▶ _文档节选_:
---------------
【AtCoder】ARC074

时间:2022-08-21 03:11:34

ARC 074

C - Chocolate Bar

直接枚举第一刀横切竖切,然后另一块要求如果横切分成\(H / 2\)竖切分成\(W/2\)即可

#include <bits/stdc++.h>
#define fi first
#define se second
#define pii pair<int,int>
#define mp make_pair
#define pb push_back
#define space putchar(' ')
#define enter putchar('\n')
#define eps 1e-10
#define MAXN 200005
//#define ivorysi
using namespace std;
typedef long long int64;
typedef unsigned int u32;
typedef double db;
template<class T>
void read(T &res) {
res = 0;T f = 1;char c = getchar();
while(c < '0' || c > '9') {
if(c == '-') f = -1;
c = getchar();
}
while(c >= '0' && c <= '9') {
res = res * 10 +c - '0';
c = getchar();
}
res *= f;
}
template<class T>
void out(T x) {
if(x < 0) {x = -x;putchar('-');}
if(x >= 10) {
out(x / 10);
}
putchar('0' + x % 10);
}
int64 H,W,ans = 1e18;
int64 maxdec(int64 a,int64 b,int64 c) {
return max(max(abs(a - b),abs(a - c)),abs(b - c));
}
void Solve() {
read(H);read(W);
for(int i = 1 ; i < H ; ++i) {
int64 h = (H - i) / 2;
ans = min(ans,maxdec(i * W,h * W,(H - i - h) * W));
int64 t = W / 2;
ans = min(ans,maxdec(i * W,t * (H - i),(W - t) * (H - i)));
}
for(int i = 1 ; i < W ; ++i) {
int64 h = (W - i) / 2;
ans = min(ans,maxdec(i * H,h * H,(W - i - h) * H));
int64 t = H / 2;
ans = min(ans,maxdec(i * H,t * (W - i),(H - t) * (W - i)));
}
out(ans);enter;
}
int main() {
#ifdef ivorysi
freopen("f1.in","r",stdin);
#endif
Solve();
}

D - 3N Numbers

直接算前i个数最大的N个是多少,后i个数最小的是多少,可以用set

#include <bits/stdc++.h>
#define fi first
#define se second
#define pii pair<int,int>
#define mp make_pair
#define pb push_back
#define space putchar(' ')
#define enter putchar('\n')
---------------
▶ _所给资料_:
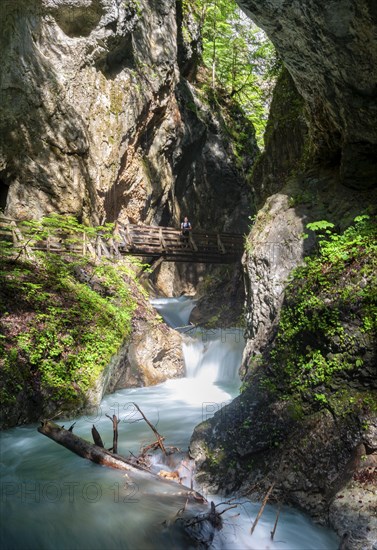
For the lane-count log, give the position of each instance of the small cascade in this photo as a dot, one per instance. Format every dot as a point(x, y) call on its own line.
point(54, 500)
point(175, 311)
---------------
▶ _待办事项_:
- 1) 请把文档节选中以“直接算前i个数”开头的那段话改写成条目列表,并保留其主要内容。
- 2) 文档节选里 C - Chocolate Bar 的代码定义了哪些函数?请列出全部函数名。
只依据文档节选作答。

▶ _各题答案_:
- 1)
- 算出前i个数中最大的N个是多少
- 算出后i个数中最小的是多少
- 可以用set实现

- 2) read、out、maxdec、Solve、main